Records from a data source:
---+---

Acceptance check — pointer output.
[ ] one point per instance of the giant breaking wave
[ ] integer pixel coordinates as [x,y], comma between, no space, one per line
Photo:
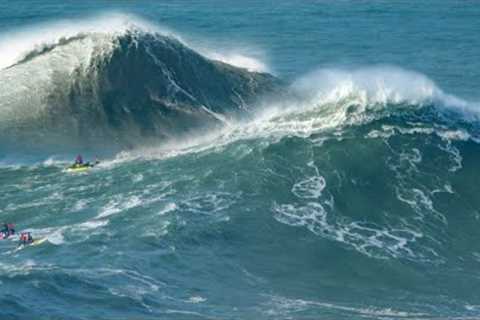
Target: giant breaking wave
[126,84]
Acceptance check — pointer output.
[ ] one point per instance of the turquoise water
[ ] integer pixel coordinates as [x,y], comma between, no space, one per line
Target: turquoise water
[262,160]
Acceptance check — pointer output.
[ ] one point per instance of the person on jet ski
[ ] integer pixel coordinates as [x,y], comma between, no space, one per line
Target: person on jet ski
[7,230]
[26,238]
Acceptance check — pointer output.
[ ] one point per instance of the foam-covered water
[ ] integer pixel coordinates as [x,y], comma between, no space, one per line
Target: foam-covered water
[345,190]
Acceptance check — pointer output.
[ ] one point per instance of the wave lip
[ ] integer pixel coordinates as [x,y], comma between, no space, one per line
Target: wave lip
[125,87]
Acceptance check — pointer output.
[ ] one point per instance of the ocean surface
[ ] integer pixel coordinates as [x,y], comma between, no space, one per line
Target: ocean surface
[258,159]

---+---

## What needs to be done
Output every entry above exactly, minus the pictures.

## Response
Acceptance check — pointer output.
[ ] one point per instance of the giant breaking wave
[ ] integer pixel coordinates as [x,y], comma between, no space, one per line
Photo:
Target: giant breaking wave
[126,84]
Acceptance check — pointer output.
[ ] one point per instance of the turquoise water
[ ] integer pixel coordinates as [x,y], comma between, no space, one per line
Target: turquoise water
[262,160]
Acceptance check — pointer output.
[ ] one point per instance of the person on jet ski
[ ] integer pixel coordinates as [x,y], comma between, no space, one per line
Target: person on jet ski
[7,230]
[26,238]
Acceptance check — pointer output.
[ ] one point per instance of the foam-covered water
[ ] integer pixel coordinates as [x,y], comma between, no space, one per line
Target: foam-covered water
[345,190]
Acceptance check — pointer output.
[ ] one point per instance of the wave lip
[ ] integer pixel coordinates as [x,y], comma between, no space, one per line
Target: wave lip
[125,87]
Acceptance check — pointer output.
[ ] one point per instance of the ocean surface
[ ] integer pixel coordinates as [x,y], comma between, no space, one per line
Target: ocean surface
[258,159]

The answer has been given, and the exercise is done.